[WHAT IS BEING ASKED]:
Set every line of the listing below into a numbered list, omitting any blank lines.

══ SUPPLIED INFORMATION ══

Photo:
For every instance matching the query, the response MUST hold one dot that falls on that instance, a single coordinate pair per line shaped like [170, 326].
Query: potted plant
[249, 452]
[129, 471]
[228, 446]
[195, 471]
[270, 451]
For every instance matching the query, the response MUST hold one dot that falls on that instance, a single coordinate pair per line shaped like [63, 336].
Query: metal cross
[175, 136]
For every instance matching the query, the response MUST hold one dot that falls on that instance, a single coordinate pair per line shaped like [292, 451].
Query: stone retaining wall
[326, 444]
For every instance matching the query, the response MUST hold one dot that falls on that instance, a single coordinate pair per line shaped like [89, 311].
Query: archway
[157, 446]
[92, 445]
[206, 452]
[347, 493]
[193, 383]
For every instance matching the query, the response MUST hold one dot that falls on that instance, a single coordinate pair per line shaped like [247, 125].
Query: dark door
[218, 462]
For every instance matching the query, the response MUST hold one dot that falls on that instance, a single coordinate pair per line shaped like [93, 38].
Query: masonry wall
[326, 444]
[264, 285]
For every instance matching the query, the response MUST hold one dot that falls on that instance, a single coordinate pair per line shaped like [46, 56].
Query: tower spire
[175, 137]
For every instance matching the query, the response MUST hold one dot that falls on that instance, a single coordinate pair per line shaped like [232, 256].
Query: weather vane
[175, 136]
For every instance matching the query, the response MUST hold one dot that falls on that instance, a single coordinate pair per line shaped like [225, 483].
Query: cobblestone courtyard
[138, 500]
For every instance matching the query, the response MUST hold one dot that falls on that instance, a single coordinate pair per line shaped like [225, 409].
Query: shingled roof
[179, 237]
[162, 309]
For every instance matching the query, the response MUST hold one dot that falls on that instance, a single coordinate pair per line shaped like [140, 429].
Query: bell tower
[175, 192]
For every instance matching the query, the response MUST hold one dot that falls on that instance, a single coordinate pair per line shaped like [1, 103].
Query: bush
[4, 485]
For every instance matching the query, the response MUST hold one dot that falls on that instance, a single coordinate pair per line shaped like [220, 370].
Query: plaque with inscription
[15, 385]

═══

[EXERCISE SOLUTION]:
1. Photo:
2. For every instance matching the query, the response MUST hold one dot that falls on that instance, a single coordinate pair per line shaped like [170, 326].
3. Query: potted plant
4. [249, 452]
5. [129, 471]
6. [228, 446]
7. [195, 471]
8. [270, 451]
9. For every instance matching the query, the response MUST hold one dot that falls on that instance, a single coordinate pair per line shaped like [63, 336].
10. Query: metal cross
11. [175, 136]
12. For every instance matching the query, the response MUST hold one dot that falls on that instance, a single coordinate pair per line shaped like [292, 451].
13. Query: stone retaining wall
14. [326, 444]
15. For every instance matching the query, the response MUST hold one dot that falls on that instance, a single coordinate pair per line shaped like [89, 311].
16. Query: archway
17. [157, 446]
18. [92, 445]
19. [206, 452]
20. [347, 493]
21. [193, 383]
22. For every instance matching the query, the response MUST hold one dot that falls on that instance, a single coordinate pair per line shaped like [247, 125].
23. Query: dark door
24. [218, 462]
25. For every instance matching the query, the response MUST hold one dot that falls on that instance, a single coordinate pair per line shaped like [93, 38].
26. Query: masonry wall
27. [326, 444]
28. [264, 285]
29. For every instance matching the query, the response MUST hold one dot that falls on that instance, a single coordinate pair per line shaped like [46, 56].
30. Query: tower spire
31. [175, 137]
32. For every instance matching the query, the response MUST hold one dot that falls on that instance, a single coordinate pair per line shaped like [232, 256].
33. Query: weather vane
34. [175, 136]
35. For every instance matching the query, the response MUST hold one dot that falls on that instance, a single coordinate pair per line shaped like [225, 483].
36. Query: cobblestone courtyard
37. [138, 500]
38. For every instance matching the query, the response MUST hold one dot that falls on that instance, a single coordinate pair per line shaped like [225, 409].
39. Query: shingled roof
40. [179, 237]
41. [162, 309]
42. For every instance matching the query, the response MUST hold one dot that falls on that instance, a single coordinate pair per line shaped like [140, 429].
43. Query: bell tower
44. [175, 192]
45. For every instance matching the query, the response MUST hold one dot that falls on that instance, a single coordinate pair per line shaped like [1, 103].
46. Query: bush
47. [4, 485]
48. For every instance matching the query, the response MUST hold one dot that falls on that instance, a single coordinate pair per line shaped like [220, 370].
49. Query: plaque with inscription
50. [15, 385]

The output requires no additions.